Work task:
Every entry needs to be printed exactly, please.

Provided entries:
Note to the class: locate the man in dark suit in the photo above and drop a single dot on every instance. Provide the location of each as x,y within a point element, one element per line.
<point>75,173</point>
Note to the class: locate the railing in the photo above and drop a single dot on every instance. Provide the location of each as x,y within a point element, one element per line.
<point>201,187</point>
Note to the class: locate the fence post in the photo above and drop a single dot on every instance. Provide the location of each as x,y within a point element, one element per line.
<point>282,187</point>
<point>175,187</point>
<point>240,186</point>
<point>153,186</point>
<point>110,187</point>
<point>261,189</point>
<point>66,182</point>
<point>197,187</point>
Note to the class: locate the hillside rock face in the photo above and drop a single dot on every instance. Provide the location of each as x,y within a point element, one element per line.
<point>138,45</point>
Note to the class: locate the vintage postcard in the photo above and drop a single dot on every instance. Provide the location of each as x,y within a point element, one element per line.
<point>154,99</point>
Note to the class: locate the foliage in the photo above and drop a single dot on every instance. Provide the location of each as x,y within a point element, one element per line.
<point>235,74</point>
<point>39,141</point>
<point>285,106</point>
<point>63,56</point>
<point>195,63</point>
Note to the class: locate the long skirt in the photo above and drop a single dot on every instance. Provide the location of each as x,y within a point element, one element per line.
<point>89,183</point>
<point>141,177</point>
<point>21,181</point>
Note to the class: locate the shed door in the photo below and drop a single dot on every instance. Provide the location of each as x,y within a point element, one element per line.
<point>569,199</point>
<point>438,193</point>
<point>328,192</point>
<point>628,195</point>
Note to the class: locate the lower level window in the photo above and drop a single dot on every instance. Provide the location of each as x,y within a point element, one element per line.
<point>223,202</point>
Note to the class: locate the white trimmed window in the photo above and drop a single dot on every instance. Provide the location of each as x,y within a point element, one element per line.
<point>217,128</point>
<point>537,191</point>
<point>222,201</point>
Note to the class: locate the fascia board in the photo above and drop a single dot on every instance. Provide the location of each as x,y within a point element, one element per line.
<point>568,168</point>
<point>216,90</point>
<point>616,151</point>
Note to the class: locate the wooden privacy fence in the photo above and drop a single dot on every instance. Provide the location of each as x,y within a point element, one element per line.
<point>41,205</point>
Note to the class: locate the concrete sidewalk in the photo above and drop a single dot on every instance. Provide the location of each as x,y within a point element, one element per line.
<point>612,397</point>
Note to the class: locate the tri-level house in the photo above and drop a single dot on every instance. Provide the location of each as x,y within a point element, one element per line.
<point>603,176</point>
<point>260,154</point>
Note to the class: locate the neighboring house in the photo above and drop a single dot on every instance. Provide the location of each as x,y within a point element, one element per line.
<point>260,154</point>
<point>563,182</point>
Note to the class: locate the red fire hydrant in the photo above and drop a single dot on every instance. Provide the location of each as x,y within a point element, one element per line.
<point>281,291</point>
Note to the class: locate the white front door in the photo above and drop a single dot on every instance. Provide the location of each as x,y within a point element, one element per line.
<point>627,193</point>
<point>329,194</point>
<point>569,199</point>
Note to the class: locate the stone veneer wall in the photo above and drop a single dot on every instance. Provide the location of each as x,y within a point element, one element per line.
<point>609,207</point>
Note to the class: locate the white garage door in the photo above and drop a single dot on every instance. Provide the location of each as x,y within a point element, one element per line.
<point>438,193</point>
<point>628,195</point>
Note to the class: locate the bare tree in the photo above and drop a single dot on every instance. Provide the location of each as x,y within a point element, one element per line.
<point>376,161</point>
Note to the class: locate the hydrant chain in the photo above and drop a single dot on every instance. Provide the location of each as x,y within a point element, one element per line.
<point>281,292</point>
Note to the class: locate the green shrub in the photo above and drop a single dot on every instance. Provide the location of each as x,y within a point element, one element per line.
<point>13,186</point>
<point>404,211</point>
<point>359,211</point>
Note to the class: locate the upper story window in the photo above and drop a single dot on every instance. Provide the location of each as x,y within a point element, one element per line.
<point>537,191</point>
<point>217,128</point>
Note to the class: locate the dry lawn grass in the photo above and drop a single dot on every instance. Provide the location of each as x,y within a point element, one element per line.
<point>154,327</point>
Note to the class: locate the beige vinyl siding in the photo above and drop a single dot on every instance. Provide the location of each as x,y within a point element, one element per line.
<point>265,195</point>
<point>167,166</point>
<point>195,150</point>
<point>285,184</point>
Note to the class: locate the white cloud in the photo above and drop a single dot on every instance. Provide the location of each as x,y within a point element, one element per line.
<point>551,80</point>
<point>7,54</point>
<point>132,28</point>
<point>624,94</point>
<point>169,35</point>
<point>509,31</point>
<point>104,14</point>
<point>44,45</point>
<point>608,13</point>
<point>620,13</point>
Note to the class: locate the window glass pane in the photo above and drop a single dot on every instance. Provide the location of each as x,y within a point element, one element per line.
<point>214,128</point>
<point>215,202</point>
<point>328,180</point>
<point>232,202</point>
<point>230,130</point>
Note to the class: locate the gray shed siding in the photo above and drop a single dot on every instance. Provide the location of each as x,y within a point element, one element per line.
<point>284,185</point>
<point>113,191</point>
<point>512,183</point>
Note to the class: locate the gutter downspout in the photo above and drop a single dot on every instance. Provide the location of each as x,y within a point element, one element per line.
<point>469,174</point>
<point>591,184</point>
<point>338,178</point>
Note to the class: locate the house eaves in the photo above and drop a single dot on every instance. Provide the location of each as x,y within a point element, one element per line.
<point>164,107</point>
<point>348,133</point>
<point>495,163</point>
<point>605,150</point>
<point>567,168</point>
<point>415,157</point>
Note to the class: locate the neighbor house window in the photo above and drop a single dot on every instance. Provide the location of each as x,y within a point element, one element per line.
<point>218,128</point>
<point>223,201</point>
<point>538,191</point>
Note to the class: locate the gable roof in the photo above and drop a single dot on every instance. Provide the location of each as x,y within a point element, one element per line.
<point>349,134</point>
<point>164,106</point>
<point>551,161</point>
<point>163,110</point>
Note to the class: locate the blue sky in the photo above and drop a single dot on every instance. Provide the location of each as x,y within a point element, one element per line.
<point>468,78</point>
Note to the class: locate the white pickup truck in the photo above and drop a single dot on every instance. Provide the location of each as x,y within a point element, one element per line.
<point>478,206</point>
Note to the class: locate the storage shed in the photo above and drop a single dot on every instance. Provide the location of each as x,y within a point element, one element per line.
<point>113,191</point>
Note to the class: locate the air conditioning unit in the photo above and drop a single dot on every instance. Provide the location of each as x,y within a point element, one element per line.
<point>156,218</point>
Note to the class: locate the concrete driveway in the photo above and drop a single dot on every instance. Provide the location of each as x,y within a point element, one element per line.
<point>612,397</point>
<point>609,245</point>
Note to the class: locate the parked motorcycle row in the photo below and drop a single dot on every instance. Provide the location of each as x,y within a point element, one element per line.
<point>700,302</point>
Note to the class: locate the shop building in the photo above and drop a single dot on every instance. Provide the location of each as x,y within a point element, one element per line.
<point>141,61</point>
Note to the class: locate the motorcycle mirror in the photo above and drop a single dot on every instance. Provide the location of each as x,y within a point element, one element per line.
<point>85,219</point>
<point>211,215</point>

Completed task:
Note to the class: locate the man in dark suit in the photo above and drop a single dot on every instance. Provide the location of each as x,y within a point element, one element per line.
<point>75,173</point>
Note to the class: locate the railing in the photo above and drop a single dot on every instance. Provide the location of each as x,y within a point element, one element per line.
<point>201,187</point>
Note to the class: locate the fence post in the photo above and drop a single dot on every instance. Provide the location of each as x,y within a point element, one element per line.
<point>282,187</point>
<point>175,187</point>
<point>240,186</point>
<point>153,186</point>
<point>110,187</point>
<point>261,189</point>
<point>66,182</point>
<point>197,187</point>
Note to the class: locate the hillside rock face in the photo above and drop a single dot on every instance. Provide the location of each as x,y within a point element, one element per line.
<point>138,45</point>
Note to the class: locate the vintage postcard in the photo above and drop a single dot on every instance. Provide the location of each as x,y within a point element, one element per line.
<point>154,99</point>
Note to the class: locate the foliage in the photo above and drop a single dot on every instance. Provide the location of each as x,y within a point element, one element per line.
<point>235,74</point>
<point>39,141</point>
<point>285,106</point>
<point>63,56</point>
<point>195,63</point>
Note to the class: locate the long skirt in the photo above and drop a single dot on every instance. Provide the location of each as x,y within a point element, one element per line.
<point>89,183</point>
<point>141,177</point>
<point>21,181</point>
Note to the class: locate the shed door in the photo below and drop a single dot on every instance. Provide the location of each as x,y within a point element, one element per line.
<point>569,199</point>
<point>438,193</point>
<point>328,192</point>
<point>628,195</point>
Note to the class: locate the lower level window in the photo above and drop a single dot on every instance. Provide the location of each as x,y within a point element, one element per line.
<point>223,202</point>
Note to the class: locate the white trimmed window in the photo above and drop a single dot on every instance. Provide the location of each as x,y within a point element, one element per line.
<point>217,128</point>
<point>537,191</point>
<point>222,201</point>
Note to the class: locate the fascia board in the photo above and drop a single dot on every instance. Provide the location of each as x,y within a point element, one element per line.
<point>568,168</point>
<point>216,90</point>
<point>616,151</point>
Note to the class: locate the wooden privacy fence in the photo above and drop a single dot on every instance. Provide the location of each as x,y within a point element, one element per line.
<point>41,205</point>
Note to the class: locate the concrete sidewalk in the photo above and drop a single dot on every instance. Provide the location of each as x,y within a point element, one element per line.
<point>612,397</point>
Note to the class: locate the tri-level house in the photo above and drop a single dot on every instance. Provide the location of each as x,y within a point element, one element per line.
<point>603,176</point>
<point>260,154</point>
Note to the class: locate the neighboring house in the photo above and drop a single dot on every instance. Provide the location of each as x,y within a point element, one element per line.
<point>260,154</point>
<point>563,182</point>
Note to the class: locate the red fire hydrant in the photo above and drop a single dot on every instance. Provide the location of each as x,y within a point element, one element per line.
<point>281,291</point>
Note to the class: locate the white front door in the photo above and drop a single dot on every instance. Provide the location of each as x,y within a point element, one element per line.
<point>627,193</point>
<point>329,194</point>
<point>569,199</point>
Note to the class: locate the stone veneer wall in the photo above and drop a single dot on every instance. Provide the location of each as x,y within a point element, one element per line.
<point>609,207</point>
Note to the class: locate the white garage door in the photo above and drop a single dot on every instance. Provide the location of each as x,y within a point element, one element per line.
<point>438,193</point>
<point>628,195</point>
Note to the class: locate the bare tree in the photo above and drop a single dot on every instance. Provide the location of each as x,y within a point element, one element per line.
<point>376,161</point>
Note to the class: locate the hydrant chain in the photo above and drop a single dot on every instance. Provide the location of each as x,y within a point element, one element per line.
<point>281,292</point>
Note to the class: locate the green shrub in the photo above and drop a single dot on every instance. Provide the location of each as x,y within a point element, one element per line.
<point>13,186</point>
<point>404,211</point>
<point>359,211</point>
Note to the class: locate the upper story window in the photo above and drop a single dot on every instance. Provide the location of each as x,y within a point element, one element per line.
<point>537,191</point>
<point>217,128</point>
Note to the class: locate the dry lawn grass in the photo above and drop a single dot on every instance. Provide the location of each as x,y within a point element, one element per line.
<point>154,327</point>
Note to the class: locate the beige vinyl siding in the photo above and drop a single dot on every instance. Provide the location of each as x,y within a point element, one element per line.
<point>265,195</point>
<point>167,166</point>
<point>195,150</point>
<point>285,184</point>
Note to the class: locate the white cloud in the photo above and drop a single dot on every instance. Provide the location of each as x,y within a point element, one element per line.
<point>551,80</point>
<point>7,54</point>
<point>132,28</point>
<point>624,94</point>
<point>169,35</point>
<point>509,31</point>
<point>104,14</point>
<point>44,45</point>
<point>608,13</point>
<point>620,13</point>
Note to the class: locate the window glass pane in the photo above and drop a single dot on every instance. Provide the location of each as x,y within a point element, one element per line.
<point>214,128</point>
<point>215,202</point>
<point>328,180</point>
<point>232,202</point>
<point>230,130</point>
Note to the class: locate the gray shed siding in the photo above and drop a single dot on every instance. Provide the location of each as x,y within a point element, one element per line.
<point>284,185</point>
<point>113,191</point>
<point>512,183</point>
Note to the class: locate the gutter downspout in the photo above and drop a single dot on every instance. Provide the location of each as x,y within a point element, one element per line.
<point>469,174</point>
<point>591,184</point>
<point>338,178</point>
Note to the class: locate the house eaves in the photo above and drop a single dot on every instance. Provide the location of each as x,y within a point element, one element per line.
<point>164,107</point>
<point>348,133</point>
<point>495,163</point>
<point>605,150</point>
<point>567,168</point>
<point>415,157</point>
Note to the class: locate the neighbor house window in the photo above and drop a single dot on every instance. Provide the location of each as x,y within a point element, one element per line.
<point>218,128</point>
<point>223,201</point>
<point>538,191</point>
Note to the class: locate the gable roof in the photo above and drop a single dot on every instance. Provide the location of each as x,y within a point element, one element per line.
<point>349,134</point>
<point>164,106</point>
<point>551,161</point>
<point>163,110</point>
Note to the class: locate the blue sky in the photo above and drop a single dot on every instance. Provide the location of each as x,y within a point element, one element per line.
<point>468,78</point>
Note to the class: locate the white pickup truck in the photo above and drop a single dot on every instance. Provide the location of each as x,y within a point element, one element per line.
<point>478,206</point>
Note to the class: locate the storage shed in the photo above and drop a single dot on every instance. Provide the location of each as x,y within a point element, one element per line.
<point>113,191</point>
Note to the class: locate the air conditioning unit in the photo above and drop a single dot on every instance. Provide the location of each as x,y within a point element, one element per line.
<point>156,218</point>
Note to the class: locate the concrete driveway in the photo above and drop a single dot on every instance. Provide the location of each as x,y within a point element, one element per line.
<point>612,397</point>
<point>609,245</point>
Note to the class: locate the parked motorcycle row in the photo below and drop a single dot on every instance. Provide the location of each as x,y within a point element, one element per line.
<point>700,302</point>
Note to the class: locate the shop building in the photo above and drop a single dot on every instance. Provide the location of each as x,y within a point element, one element per line.
<point>141,61</point>
Note to the class: locate the motorcycle mirror in the photo above and drop a single dot on every instance. Provide the location of each as x,y within a point element, one element per line.
<point>85,219</point>
<point>211,215</point>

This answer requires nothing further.